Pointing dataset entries
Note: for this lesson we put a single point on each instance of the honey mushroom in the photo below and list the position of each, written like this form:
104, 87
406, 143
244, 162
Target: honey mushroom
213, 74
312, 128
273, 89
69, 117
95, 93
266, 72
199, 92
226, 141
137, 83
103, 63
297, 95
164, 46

EXERCISE REQUIREMENTS
Reproduce every line of the entries above, requests included, scaling each point coordinate in the answers by 2.35 and rounding to whole numbers, with halves rounded up. Leave the numbers in the requests and their format samples unchanged.

ANSWER FOR THE TASK
Note: for this lesson we put a single point on each instance of the honey mushroom in the photo below and list the position of each, written like this form:
104, 87
406, 143
244, 162
Target: honey mushroom
501, 174
733, 301
642, 209
162, 275
223, 219
625, 169
468, 216
531, 331
322, 195
242, 148
698, 223
385, 108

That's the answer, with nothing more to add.